Document passage:
----------------

Albemarle High students are finding unconventional ways to help combat hunger

Albemarle High students working for hunger relief

ALBEMARLE COUNTY, Va. (WVIR) - Loaves and Fishes food pantry has been essential for many families during the pandemic. Now, they’re getting some help from across the street, thanks to students like Katharina Ravichandran.

Ravichandran is a junior at Albemarle High School and president and founder of Students Working Against Hunger (S.W.A.H.G.), a hunger relief group.

"One in six people struggle with hunger in the Charlottesville-Albemarle community and I think anybody would be shocked by that number. Immediately the first thought was, ‘How can we help?’” Ravichandran said.

How they go about helping combat hunger, though, may seem a bit unconventional. For example, this month, the group is donating pet food to Loaves and Fishes.

“We try to organize a drive every month and it won’t necessarily be human food, but it’ll be for necessities for those in need that can allow them to allocate more money to food or other things they might need," Ravichandran said.

Loaves and Fishes Executive Director Jane Colony Mills says the donation goes a long way.

“If they’ve got limited dollars, we can help them spend that money on their rent or their power bill or whatever other than having to buy additional food for their animals or diapers, which are not covered by food stamps, then we’re happy to help with that," Mills explained.

----------------

Data for review:
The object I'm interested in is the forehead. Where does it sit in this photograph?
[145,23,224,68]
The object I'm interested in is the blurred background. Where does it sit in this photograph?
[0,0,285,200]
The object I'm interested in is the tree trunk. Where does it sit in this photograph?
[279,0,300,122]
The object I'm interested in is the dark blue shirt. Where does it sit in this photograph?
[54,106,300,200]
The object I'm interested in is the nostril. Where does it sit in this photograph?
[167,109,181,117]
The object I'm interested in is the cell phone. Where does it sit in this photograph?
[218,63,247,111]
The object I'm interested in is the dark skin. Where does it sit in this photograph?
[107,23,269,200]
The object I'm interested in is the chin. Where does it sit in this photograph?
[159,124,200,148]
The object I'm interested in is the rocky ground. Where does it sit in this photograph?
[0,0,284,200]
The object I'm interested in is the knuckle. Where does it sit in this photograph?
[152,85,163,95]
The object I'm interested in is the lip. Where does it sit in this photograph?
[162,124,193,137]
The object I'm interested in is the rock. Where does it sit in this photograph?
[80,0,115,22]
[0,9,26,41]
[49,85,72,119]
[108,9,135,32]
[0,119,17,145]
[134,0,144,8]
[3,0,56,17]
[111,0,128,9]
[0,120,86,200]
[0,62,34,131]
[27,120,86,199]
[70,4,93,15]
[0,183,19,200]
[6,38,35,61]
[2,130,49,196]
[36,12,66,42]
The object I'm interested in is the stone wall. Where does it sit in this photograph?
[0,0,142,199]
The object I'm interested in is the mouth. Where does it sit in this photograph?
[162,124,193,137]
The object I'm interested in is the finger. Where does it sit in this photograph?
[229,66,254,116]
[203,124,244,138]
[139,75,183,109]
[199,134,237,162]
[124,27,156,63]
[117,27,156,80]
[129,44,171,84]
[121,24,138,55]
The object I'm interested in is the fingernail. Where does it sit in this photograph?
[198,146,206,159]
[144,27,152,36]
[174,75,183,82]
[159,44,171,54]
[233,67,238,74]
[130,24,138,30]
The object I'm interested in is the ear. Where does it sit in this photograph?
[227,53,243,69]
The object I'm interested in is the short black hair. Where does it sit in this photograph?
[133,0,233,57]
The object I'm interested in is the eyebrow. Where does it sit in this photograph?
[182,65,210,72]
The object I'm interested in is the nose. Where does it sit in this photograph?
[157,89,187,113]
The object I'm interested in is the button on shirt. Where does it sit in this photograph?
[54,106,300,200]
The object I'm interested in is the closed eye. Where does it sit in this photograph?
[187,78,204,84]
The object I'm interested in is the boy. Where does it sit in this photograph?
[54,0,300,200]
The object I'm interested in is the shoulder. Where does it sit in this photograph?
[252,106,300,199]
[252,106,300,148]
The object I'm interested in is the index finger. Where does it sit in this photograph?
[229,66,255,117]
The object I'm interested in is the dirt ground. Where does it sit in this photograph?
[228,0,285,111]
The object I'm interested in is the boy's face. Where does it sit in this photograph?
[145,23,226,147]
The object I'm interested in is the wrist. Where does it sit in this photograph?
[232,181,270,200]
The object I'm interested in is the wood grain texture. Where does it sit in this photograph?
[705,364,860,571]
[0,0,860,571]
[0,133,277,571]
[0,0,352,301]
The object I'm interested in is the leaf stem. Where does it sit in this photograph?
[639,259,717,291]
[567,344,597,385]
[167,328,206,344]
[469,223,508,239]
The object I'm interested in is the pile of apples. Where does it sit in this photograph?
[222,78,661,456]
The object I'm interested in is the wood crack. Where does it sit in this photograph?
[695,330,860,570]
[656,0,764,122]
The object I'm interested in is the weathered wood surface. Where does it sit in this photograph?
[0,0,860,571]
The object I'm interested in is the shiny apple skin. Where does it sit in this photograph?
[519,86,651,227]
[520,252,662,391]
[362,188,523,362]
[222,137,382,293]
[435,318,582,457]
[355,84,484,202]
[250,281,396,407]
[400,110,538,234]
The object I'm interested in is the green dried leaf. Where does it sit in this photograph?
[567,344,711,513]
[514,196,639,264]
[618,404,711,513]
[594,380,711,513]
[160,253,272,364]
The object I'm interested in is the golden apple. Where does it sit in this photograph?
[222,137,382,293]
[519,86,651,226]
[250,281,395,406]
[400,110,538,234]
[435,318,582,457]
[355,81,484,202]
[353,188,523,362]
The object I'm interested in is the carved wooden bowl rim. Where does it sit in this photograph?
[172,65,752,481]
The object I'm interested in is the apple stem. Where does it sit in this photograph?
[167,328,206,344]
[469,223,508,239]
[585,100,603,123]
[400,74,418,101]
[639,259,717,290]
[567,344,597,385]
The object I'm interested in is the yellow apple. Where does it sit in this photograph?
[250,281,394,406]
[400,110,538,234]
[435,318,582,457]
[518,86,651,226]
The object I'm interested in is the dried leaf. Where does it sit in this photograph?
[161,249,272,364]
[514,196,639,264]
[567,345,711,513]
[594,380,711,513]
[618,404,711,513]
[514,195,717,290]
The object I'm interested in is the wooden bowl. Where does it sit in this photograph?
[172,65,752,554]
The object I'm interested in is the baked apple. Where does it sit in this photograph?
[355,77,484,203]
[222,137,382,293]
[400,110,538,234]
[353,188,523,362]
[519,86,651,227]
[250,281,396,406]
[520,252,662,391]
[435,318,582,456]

----------------

Tasks and exercises:
1 - Print the part of the hunger relief article that starts at "Ravichandran is a" and ends at "Loaves and Fishes.".
2 - Carry on the article about Albemarle High students fighting hunger from the point where it stops.

Answers to the exercises:
1 -
Ravichandran is a junior at Albemarle High School and president and founder of Students Working Against Hunger (S.W.A.H.G.), a hunger relief group.

"One in six people struggle with hunger in the Charlottesville-Albemarle community and I think anybody would be shocked by that number. Immediately the first thought was, ‘How can we help?’” Ravichandran said.

How they go about helping combat hunger, though, may seem a bit unconventional. For example, this month, the group is donating pet food to Loaves and Fishes.

2 -
S.W.A.H.G. is also working with nearby restaurants to donate unused food that would normally go to waste.

“For example, Panera Bread is donating their excess bakery products every night and we’re connecting them with l.e.g.a.c.i. eats which does warm food and Hungry Hearts No More at Peace Lutheran Church and we’re trying to expand that program as well as find other restaurants and stores that may have excess food, as well as agencies and other organizations that may benefit from it," Ravichandran said.

As Thanksgiving approaches, Loaves and Fishes expects to serve 1,500 households. They say they’ll be able to do it, thanks to groups like S.W.A.H.G.

“It’s extremely rewarding to know that we’re helping the community, but also to know that if we identify a problem that there are so many opportunities to help in our community and for our community,” Ravichandran said.